Problem: Where does the string "grass" appear in the records? Copy every line that contains it.

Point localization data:
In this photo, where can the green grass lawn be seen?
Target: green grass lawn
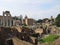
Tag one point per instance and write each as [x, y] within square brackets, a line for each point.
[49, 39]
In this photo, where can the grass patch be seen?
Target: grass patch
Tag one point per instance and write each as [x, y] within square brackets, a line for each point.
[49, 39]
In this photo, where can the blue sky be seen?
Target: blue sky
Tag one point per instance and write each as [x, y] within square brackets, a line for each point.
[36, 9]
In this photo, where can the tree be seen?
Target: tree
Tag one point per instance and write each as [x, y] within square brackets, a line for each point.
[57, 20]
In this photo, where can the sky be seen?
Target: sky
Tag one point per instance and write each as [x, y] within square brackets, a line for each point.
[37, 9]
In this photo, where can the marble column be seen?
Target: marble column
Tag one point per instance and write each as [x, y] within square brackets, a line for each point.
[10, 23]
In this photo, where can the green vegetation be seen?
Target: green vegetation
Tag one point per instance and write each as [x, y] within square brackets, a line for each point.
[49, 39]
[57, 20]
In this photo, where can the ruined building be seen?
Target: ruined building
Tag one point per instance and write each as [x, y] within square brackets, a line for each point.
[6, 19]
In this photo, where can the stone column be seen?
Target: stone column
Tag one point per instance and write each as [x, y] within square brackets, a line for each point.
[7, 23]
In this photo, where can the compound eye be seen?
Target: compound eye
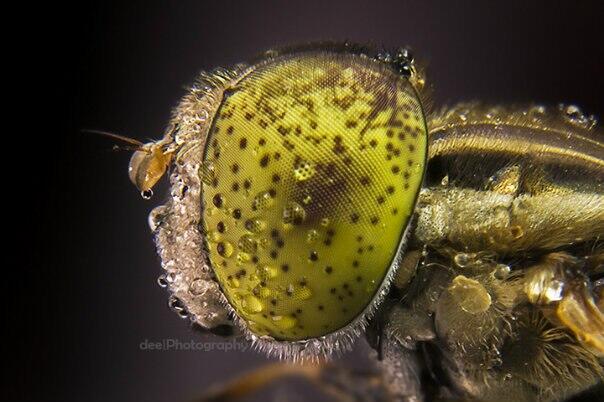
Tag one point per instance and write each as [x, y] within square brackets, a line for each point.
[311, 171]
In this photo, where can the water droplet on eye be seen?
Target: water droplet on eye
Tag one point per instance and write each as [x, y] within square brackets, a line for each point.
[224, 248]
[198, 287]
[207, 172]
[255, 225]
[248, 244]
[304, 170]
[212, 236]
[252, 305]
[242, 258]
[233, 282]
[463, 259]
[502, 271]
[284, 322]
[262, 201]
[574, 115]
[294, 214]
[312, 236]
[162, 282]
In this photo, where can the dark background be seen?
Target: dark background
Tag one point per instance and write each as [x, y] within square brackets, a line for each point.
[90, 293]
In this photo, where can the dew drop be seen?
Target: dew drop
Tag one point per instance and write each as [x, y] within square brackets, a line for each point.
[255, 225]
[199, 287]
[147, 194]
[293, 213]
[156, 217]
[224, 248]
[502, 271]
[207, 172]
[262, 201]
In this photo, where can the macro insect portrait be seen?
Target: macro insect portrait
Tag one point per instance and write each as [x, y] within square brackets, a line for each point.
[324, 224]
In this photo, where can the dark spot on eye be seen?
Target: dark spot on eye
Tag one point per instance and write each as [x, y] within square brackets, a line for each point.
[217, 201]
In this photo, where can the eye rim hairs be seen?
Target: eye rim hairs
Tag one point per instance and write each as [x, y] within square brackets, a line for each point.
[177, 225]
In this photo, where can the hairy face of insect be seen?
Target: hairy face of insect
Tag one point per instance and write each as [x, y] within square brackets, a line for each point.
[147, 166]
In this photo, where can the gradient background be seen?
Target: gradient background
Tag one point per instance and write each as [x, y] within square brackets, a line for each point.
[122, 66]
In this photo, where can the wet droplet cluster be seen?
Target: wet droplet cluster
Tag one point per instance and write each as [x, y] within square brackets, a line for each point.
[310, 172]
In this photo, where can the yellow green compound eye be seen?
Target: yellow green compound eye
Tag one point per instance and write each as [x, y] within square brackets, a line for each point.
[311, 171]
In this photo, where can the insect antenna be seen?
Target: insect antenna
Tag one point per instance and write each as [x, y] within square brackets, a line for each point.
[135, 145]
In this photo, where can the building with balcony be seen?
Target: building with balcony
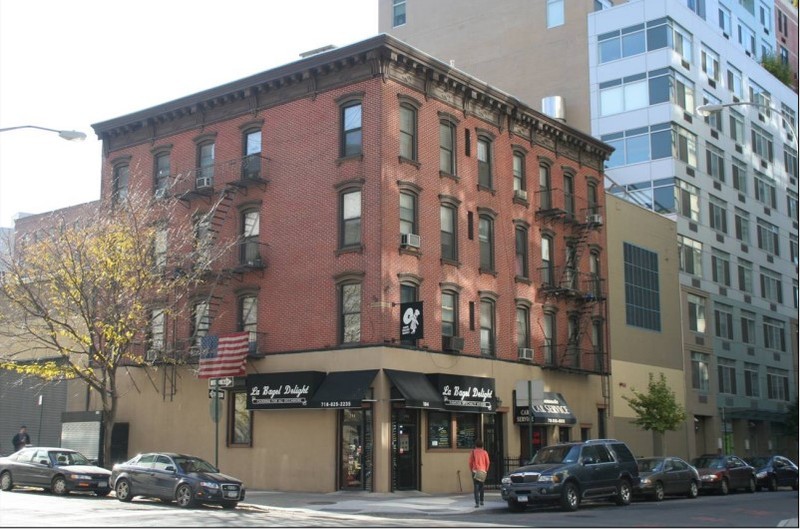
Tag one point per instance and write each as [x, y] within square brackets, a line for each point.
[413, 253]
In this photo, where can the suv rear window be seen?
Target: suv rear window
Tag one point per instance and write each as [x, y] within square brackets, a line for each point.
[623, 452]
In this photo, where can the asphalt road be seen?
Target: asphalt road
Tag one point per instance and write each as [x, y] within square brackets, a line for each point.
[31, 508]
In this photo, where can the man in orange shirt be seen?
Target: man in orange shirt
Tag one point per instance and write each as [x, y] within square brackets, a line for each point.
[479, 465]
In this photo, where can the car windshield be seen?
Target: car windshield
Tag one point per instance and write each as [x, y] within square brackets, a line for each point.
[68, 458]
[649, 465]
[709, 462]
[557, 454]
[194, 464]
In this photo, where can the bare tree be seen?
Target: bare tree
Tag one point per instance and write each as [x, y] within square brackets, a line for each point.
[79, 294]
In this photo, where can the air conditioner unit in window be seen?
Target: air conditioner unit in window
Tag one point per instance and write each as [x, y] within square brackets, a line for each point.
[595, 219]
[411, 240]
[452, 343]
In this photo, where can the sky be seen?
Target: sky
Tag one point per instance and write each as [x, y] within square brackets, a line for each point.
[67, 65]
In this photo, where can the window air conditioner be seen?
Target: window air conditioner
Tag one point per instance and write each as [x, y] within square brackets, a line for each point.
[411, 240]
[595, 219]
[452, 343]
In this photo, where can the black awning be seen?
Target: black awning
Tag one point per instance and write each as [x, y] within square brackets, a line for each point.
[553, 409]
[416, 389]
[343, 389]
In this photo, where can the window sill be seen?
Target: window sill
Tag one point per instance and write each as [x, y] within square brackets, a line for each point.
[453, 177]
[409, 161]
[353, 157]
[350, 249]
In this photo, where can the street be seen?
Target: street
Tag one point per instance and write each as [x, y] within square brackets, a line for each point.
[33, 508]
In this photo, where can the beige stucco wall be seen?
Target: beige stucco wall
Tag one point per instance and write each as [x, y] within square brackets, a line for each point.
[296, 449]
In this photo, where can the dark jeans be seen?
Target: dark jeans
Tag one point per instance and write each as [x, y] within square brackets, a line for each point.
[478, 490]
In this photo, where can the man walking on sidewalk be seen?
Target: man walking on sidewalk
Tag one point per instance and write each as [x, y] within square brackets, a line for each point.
* * *
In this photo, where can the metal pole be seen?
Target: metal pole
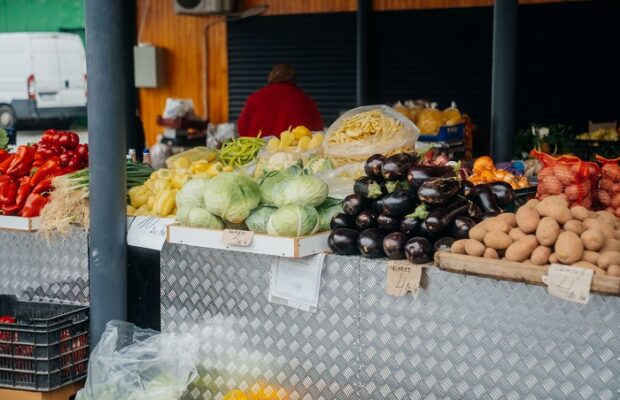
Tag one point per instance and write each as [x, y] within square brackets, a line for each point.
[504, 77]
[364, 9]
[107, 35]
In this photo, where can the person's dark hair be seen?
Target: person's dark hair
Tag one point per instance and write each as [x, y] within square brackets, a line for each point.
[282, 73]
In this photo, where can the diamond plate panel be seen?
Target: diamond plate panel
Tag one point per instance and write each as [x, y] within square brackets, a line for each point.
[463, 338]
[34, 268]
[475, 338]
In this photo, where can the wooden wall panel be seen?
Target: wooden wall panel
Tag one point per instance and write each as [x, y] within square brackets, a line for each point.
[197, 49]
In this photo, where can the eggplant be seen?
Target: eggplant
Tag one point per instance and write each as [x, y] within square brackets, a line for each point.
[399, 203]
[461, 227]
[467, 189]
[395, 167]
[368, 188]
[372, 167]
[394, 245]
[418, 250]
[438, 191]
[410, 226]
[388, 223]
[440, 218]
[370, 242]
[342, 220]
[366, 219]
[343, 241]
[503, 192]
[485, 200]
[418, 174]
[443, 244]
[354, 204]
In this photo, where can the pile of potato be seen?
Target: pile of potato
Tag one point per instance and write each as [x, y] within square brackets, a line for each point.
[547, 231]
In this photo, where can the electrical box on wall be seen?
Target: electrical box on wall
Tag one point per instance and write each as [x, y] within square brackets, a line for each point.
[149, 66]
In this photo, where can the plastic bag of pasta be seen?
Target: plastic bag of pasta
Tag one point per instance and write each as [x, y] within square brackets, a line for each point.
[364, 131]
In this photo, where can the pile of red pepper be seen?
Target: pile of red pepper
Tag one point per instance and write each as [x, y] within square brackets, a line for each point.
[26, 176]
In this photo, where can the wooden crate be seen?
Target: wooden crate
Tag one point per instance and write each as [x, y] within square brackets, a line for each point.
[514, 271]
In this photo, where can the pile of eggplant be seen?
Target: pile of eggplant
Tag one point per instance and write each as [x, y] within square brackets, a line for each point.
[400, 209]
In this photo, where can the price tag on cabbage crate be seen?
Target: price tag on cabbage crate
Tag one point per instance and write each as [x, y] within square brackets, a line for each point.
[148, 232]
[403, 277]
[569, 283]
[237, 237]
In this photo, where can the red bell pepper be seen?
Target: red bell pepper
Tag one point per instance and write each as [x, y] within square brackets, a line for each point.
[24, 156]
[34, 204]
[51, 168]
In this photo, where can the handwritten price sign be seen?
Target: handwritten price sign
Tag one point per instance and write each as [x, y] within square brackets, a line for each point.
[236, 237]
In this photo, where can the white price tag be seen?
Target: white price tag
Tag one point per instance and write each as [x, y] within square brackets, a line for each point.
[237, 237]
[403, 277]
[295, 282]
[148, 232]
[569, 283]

Response area:
In this photo, where can the green grass lawn be seen?
Target: green grass lawn
In this photo, where can the grass patch be seen?
Target: grass patch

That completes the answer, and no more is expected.